**Passage**.
== Segment start ==
Ralph S. JANVEY, in his capacity as Court Appointed Receiver for the Stanford International Bank LTD et al, Plaintiff–Appellee v. Peter ROMERO, Defendant–Appellant.
This appeal involves another Stanford Ponzi scheme case. Plaintiff–Appellee Ralph S. Janvey, in his capacity as Court Appointed Receiver for the Stanford International Bank Ltd., et al. (the “Receiver”), brought a fraudulent transfer claim against Defendant–Appellant Peter Romero (“Romero”), a former international advisor to the Stanford entities. For the reasons below, we AFFIRM.
Because the Stanford Ponzi scheme has been the subject of numerous appeals in this Court, this opinion only briefly recounts the facts relevant to this appeal. See generally, e.g., Janvey v. Democratic Senatorial Campaign Comm., Inc. (DSCC ), 712 F.3d 185, 188–89 (5th Cir.2013). For almost twenty years, R. Allen Stanford (“Stanford”) and his co-conspirators perpetrated a multi-billion dollar Ponzi scheme. The Ponzi scheme involved a network of numerous entities owned by Stanford (the “Stanford entities”) that sold fraudulent certificates of deposit (“CDs”) to investors.
== Segment end ==
**Work request A**.
List every individual person named in the opinion.
**Work request B**.
According to the opinion, for how long did Stanford and his co-conspirators carry out the Ponzi scheme?
**Work request C**.
Transcribe the portion of the opinion starting with "This appeal involves" and going on through "below, we AFFIRM.".
The opinion alone is enough for what follows; the rows are not required.

**Provided information**.
== Segment start ==
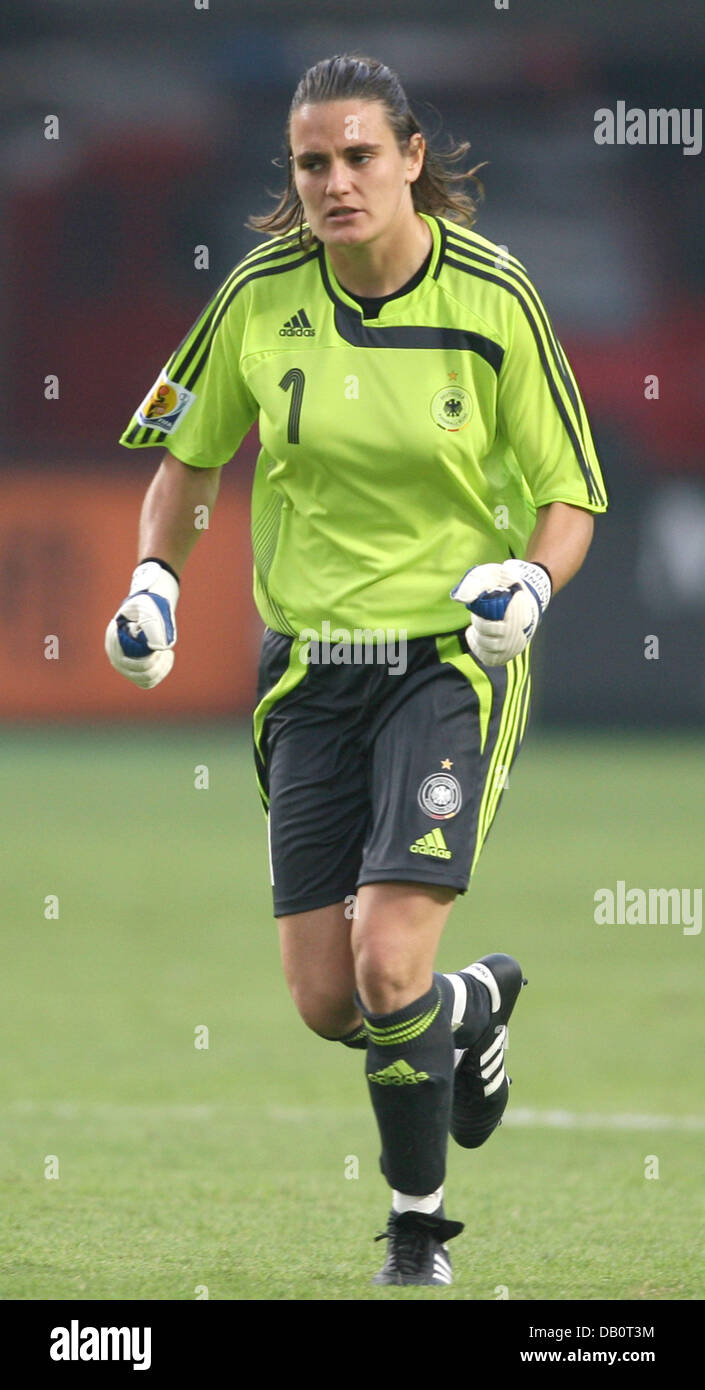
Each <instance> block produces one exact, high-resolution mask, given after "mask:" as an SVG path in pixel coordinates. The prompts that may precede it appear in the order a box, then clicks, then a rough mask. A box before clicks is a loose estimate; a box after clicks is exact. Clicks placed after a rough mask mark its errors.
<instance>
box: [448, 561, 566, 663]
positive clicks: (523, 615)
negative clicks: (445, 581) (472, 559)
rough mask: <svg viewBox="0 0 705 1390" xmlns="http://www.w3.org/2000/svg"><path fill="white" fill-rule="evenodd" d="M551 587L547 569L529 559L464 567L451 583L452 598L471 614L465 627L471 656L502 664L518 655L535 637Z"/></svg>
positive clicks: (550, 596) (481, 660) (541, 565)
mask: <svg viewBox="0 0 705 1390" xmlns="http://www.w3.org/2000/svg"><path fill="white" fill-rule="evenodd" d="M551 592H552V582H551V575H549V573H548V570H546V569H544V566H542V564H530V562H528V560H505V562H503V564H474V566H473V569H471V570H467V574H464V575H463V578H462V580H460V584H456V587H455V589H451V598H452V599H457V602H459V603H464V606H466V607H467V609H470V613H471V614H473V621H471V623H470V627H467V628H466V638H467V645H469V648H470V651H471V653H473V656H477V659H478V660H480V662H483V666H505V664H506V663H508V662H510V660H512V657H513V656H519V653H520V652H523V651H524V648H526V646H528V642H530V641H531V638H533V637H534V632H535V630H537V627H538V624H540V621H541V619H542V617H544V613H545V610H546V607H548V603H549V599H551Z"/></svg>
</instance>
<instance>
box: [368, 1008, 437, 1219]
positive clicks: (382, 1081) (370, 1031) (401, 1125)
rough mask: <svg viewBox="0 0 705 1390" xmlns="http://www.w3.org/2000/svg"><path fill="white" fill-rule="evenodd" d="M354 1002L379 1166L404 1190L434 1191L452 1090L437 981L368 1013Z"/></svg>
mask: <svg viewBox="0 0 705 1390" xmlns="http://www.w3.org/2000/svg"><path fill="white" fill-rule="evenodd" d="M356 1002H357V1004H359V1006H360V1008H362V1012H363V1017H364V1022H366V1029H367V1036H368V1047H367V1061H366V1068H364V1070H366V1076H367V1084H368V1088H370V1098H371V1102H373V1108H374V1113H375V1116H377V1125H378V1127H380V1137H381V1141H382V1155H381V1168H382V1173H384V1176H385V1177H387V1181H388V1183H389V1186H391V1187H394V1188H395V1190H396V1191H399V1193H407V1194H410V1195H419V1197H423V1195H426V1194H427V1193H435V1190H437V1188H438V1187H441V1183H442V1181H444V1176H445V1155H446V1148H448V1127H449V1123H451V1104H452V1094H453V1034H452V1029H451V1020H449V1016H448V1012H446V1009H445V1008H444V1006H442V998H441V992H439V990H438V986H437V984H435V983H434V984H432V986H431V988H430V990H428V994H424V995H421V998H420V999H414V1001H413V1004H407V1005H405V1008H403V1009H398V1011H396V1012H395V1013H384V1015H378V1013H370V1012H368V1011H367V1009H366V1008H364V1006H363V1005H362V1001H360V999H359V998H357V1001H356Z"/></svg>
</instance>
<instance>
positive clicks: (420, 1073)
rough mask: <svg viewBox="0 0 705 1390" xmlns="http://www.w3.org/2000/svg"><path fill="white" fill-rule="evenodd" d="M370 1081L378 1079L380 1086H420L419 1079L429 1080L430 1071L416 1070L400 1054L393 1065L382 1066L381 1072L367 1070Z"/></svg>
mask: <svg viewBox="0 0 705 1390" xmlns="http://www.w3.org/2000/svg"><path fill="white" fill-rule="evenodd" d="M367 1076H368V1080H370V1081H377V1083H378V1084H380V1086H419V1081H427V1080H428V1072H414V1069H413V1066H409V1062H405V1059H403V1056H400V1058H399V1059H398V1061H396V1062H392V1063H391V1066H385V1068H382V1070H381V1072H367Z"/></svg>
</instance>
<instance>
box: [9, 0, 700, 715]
== Segment end ==
== Segment start ==
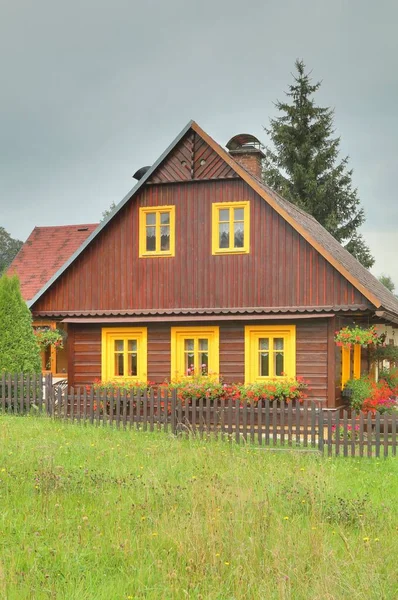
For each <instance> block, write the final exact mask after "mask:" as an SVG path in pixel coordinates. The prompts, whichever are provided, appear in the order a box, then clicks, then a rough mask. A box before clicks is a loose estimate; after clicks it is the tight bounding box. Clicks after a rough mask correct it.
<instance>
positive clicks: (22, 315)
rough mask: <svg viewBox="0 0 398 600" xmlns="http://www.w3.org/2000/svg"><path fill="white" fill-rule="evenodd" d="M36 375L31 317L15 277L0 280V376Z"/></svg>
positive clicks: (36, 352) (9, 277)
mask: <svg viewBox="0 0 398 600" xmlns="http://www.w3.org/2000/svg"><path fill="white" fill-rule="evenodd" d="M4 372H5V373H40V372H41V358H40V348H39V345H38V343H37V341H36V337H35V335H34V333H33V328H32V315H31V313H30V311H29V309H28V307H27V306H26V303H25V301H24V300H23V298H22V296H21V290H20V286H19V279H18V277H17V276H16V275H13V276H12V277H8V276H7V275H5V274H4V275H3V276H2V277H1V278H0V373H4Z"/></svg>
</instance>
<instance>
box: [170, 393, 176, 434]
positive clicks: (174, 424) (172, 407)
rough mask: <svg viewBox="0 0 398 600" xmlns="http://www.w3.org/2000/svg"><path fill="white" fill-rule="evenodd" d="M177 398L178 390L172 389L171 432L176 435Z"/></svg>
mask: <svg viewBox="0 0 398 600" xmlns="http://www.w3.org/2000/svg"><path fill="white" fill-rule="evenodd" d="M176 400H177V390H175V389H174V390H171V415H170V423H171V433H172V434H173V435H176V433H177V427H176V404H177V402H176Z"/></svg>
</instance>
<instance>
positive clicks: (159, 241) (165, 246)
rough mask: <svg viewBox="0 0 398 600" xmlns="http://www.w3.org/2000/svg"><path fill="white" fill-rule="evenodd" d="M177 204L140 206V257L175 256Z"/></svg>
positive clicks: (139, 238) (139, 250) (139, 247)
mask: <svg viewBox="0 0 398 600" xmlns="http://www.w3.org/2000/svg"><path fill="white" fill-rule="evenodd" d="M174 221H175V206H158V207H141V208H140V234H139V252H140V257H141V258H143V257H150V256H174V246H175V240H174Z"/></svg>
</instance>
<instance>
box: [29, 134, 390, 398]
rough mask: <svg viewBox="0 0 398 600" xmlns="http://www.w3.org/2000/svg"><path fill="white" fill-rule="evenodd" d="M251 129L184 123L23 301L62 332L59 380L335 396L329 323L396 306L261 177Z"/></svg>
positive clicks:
== Segment end ==
**Written solution A**.
Ralph S. Janvey
Peter Romero
R. Allen Stanford

**Written solution B**.
For almost twenty years.

**Written solution C**.
This appeal involves another Stanford Ponzi scheme case. Plaintiff–Appellee Ralph S. Janvey, in his capacity as Court Appointed Receiver for the Stanford International Bank Ltd., et al. (the “Receiver”), brought a fraudulent transfer claim against Defendant–Appellant Peter Romero (“Romero”), a former international advisor to the Stanford entities. For the reasons below, we AFFIRM.